* WHAT NEEDS TO BE DONE *
Down to the last line, repeat the entries exactly.

* INFORMATION SHOWN *
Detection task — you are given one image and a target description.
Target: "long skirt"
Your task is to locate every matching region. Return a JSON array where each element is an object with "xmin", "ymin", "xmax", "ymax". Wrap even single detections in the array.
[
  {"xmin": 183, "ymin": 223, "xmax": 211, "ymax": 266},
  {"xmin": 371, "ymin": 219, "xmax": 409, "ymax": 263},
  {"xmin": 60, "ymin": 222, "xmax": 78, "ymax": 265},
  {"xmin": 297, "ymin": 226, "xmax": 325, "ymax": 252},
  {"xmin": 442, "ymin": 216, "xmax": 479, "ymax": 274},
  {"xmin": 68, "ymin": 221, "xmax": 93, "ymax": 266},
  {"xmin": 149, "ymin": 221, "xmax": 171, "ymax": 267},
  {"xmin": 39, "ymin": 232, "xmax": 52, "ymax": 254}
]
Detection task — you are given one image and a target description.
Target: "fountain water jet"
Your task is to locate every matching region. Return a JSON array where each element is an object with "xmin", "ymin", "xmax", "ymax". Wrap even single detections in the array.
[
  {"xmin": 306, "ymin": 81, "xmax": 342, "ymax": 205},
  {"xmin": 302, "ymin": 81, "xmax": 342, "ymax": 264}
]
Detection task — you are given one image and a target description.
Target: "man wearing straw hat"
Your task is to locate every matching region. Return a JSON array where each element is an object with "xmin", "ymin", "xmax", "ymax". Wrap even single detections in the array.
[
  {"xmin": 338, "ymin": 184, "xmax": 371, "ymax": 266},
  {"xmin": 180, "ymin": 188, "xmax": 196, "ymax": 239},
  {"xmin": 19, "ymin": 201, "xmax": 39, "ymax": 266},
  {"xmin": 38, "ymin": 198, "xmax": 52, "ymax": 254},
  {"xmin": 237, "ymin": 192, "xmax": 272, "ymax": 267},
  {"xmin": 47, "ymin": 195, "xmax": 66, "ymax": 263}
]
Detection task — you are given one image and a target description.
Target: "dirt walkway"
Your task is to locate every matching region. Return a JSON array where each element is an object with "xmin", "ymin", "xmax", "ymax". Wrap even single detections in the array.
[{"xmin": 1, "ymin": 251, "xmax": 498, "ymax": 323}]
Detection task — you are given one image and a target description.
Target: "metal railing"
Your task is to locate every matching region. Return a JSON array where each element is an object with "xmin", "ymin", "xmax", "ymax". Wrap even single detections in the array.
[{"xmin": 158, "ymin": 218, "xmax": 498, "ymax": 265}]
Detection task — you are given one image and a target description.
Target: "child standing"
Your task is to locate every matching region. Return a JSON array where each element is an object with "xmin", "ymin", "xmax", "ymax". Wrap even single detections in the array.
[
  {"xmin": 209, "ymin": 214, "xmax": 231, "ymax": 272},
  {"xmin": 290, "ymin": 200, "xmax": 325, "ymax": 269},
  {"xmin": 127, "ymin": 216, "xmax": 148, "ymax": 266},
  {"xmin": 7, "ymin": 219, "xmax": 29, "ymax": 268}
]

* FINAL ANSWER *
Detection task — you are given one image and a target description.
Target: "long skirt"
Your task is to locate every matching region. Return a JSON array where each element is an object with "xmin", "ymin", "xmax", "ymax". Wrap even single detections in the array.
[
  {"xmin": 183, "ymin": 223, "xmax": 211, "ymax": 266},
  {"xmin": 371, "ymin": 219, "xmax": 409, "ymax": 263},
  {"xmin": 60, "ymin": 222, "xmax": 78, "ymax": 265},
  {"xmin": 297, "ymin": 226, "xmax": 325, "ymax": 252},
  {"xmin": 442, "ymin": 216, "xmax": 479, "ymax": 274},
  {"xmin": 68, "ymin": 221, "xmax": 93, "ymax": 266},
  {"xmin": 149, "ymin": 221, "xmax": 171, "ymax": 267},
  {"xmin": 39, "ymin": 232, "xmax": 52, "ymax": 254}
]
Detection task — you are given one image and a target description.
Target: "fountain water jet"
Your task is to locate every matching region. Return a JSON array where each element is an object with "xmin", "ymin", "xmax", "ymax". Wrap even single detections in the array.
[
  {"xmin": 306, "ymin": 81, "xmax": 342, "ymax": 205},
  {"xmin": 302, "ymin": 81, "xmax": 342, "ymax": 264}
]
Detection task — you are given one image and a target description.
Target: "man wearing straw hat"
Your task is to locate every matching region. Return a JSON array where each element is an object with "xmin", "ymin", "xmax", "ymax". Wrap even single detections in the array.
[
  {"xmin": 338, "ymin": 184, "xmax": 371, "ymax": 266},
  {"xmin": 180, "ymin": 188, "xmax": 196, "ymax": 239},
  {"xmin": 19, "ymin": 201, "xmax": 39, "ymax": 266},
  {"xmin": 38, "ymin": 198, "xmax": 52, "ymax": 254},
  {"xmin": 237, "ymin": 192, "xmax": 272, "ymax": 267},
  {"xmin": 47, "ymin": 195, "xmax": 66, "ymax": 263}
]
Detection task — you are given one image and a target description.
Target: "dirt walkway"
Your task is to locate every matching region. Return a JSON array where each element is an object with "xmin", "ymin", "xmax", "ymax". Wrap even single detections in the array.
[{"xmin": 1, "ymin": 251, "xmax": 498, "ymax": 323}]
Detection task — you are given one image and a target description.
Target: "metal railing"
Your task is to locate every matching region. Return a JSON array where each element is an object with "xmin", "ymin", "xmax", "ymax". Wrap even single detections in the array.
[{"xmin": 158, "ymin": 218, "xmax": 498, "ymax": 265}]
Detection task — you are given one image and a target description.
Target: "child standing"
Your task is to locate every matching region. Return a JSON array where each element is an object with "xmin", "ymin", "xmax", "ymax". Wrap even single detections in the array.
[
  {"xmin": 209, "ymin": 214, "xmax": 231, "ymax": 272},
  {"xmin": 290, "ymin": 200, "xmax": 325, "ymax": 269},
  {"xmin": 127, "ymin": 216, "xmax": 148, "ymax": 266},
  {"xmin": 7, "ymin": 219, "xmax": 29, "ymax": 268}
]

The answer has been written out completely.